## What you will do
A: Can you reproduce the book review from "While I wished" to "the second century.", updating "heresy" to "error"?
B: Answer these about the book review:
(i) What does Owens offer at the end of each chapter?
(ii) On what day does Owens's church observe footwashing?
(iii) Which verse does the liturgy paraphrase?

While I wished that Owens’s remarks on views of the body throughout Church history were more expansive, particularly on Augustine (see Zachary Guiliano’s post from last week) and on Protestant perspectives, I appreciated her observation that the Church has struggled to relate rightly to the body in just about every era. Gnostic denigation of the body is not a relic of the past; it is alive and well today, and it is just as much of a heresy now as it was in the second century.
The irony of a book about the importance of the physical to our spiritual lives is that we can read it in a disembodied way, finding at the end new thoughts to contemplate but no real change in the way we relate to our bodies. Fortunately, this irony isn’t lost on Owens. To combat this, she draws on her experience as a spiritual director and offers a “Touch Point” at the end of each chapter. The Touch Point gently guides the reader through a spiritual exercise with a physical dimension, whether a prayer walk, prayers involving controlled breathing, or an Ignatian reading of Scripture. Spirituality that ignores our physical nature cuts itself off from an important source of wisdom: “Our bodies are an integral part of our selves and tell us what we most deeply believe — even when our minds and hearts are telling us otherwise” (45). Our bodies have something to tell us; they are not always reliable messengers, but they often give us signs that we ignore at our peril, and Owens encourages her readers to become more attuned to their bodies in the light of God’s presence.
Perhaps the best way to encounter God through our bodies is through corporate worship, and Owens contributes beautiful reflections on how Anglican worship involves the body, particularly during Holy Week. She recalls one Maundy Thursday when she arrived at the evening service tense and upset at her husband for making them late. Their church observes footwashing on Maundy Thursday, and this physical practice brought Owens into the story of Jesus’ humble service to his disciples in a new way, reframing her feelings towards her husband as he washes her feet:
The unexpected heat of the water on my bare feet jolted me into corporeal presence. I was utterly in the moment, experiencing each touch of my husband’s hands — and living the juxtaposition between that moment and the moments leading up to the service when I had rejected and denied him. In the wash of water over skin, I was stepping closer to the incarnation, living in my body the sensations of Maundy Thursday rather than just agreeing in my mind or feeling in my heart the reality of Jesus’ story. (73)
As I read about how transformative this practice was for Owens, I couldn’t help but recall my first Holy Week. I was already very familiar with the stories of Holy Week, but that year for the first time I was invited to wash the feet of a friend and allow mine to be washed, to kneel before the cross in veneration, and to sit in the darkness of Christ’s tomb until new life broke forth, as lights and flowers and bells and singing announced the good news of his Resurrection all around me. This attention to the physical dimension of worship drew me to the Anglican tradition and continues to sustain my spiritual life.
Owens’s book has reminded me of how essential this dimension of worship is. Our liturgy acknowledges the physicality of worship when it paraphrases Romans 12:1: “Here we offer and present unto thee, O Lord, our selves, our souls and bodies, to be a reasonable, holy, and living sacrifice unto thee.” Perhaps this verse is the best retort to the Gnostic quotation misattributed to Lewis. We realize that we are both body and soul, and Owens teaches us how to know God more intimately through our bodies and not just our spirits.

## Given material
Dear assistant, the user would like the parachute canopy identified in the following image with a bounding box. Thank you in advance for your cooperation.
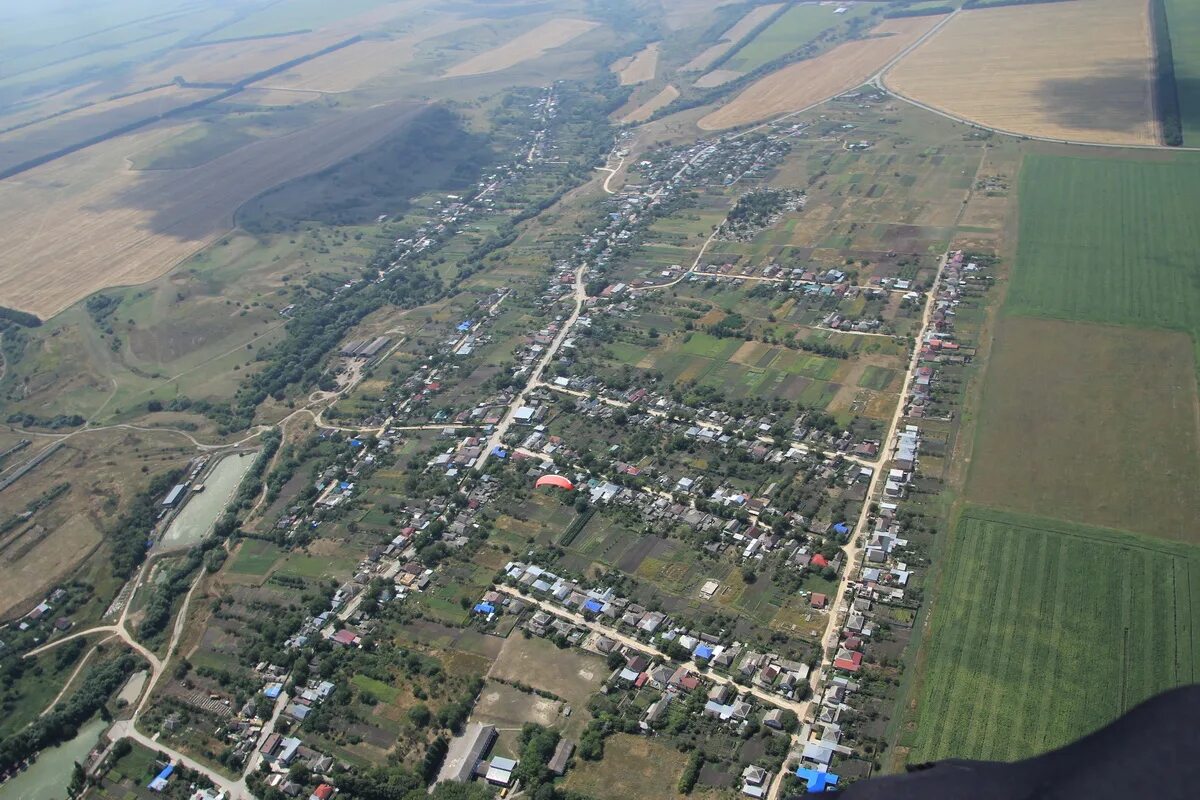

## Replies
A:
While I wished that Owens’s remarks on views of the body throughout Church history were more expansive, particularly on Augustine (see Zachary Guiliano’s post from last week) and on Protestant perspectives, I appreciated her observation that the Church has struggled to relate rightly to the body in just about every era. Gnostic denigation of the body is not a relic of the past; it is alive and well today, and it is just as much of a error now as it was in the second century.

B:
(i) A "Touch Point," a spiritual exercise with a physical dimension.
(ii) Maundy Thursday.
(iii) Romans 12:1.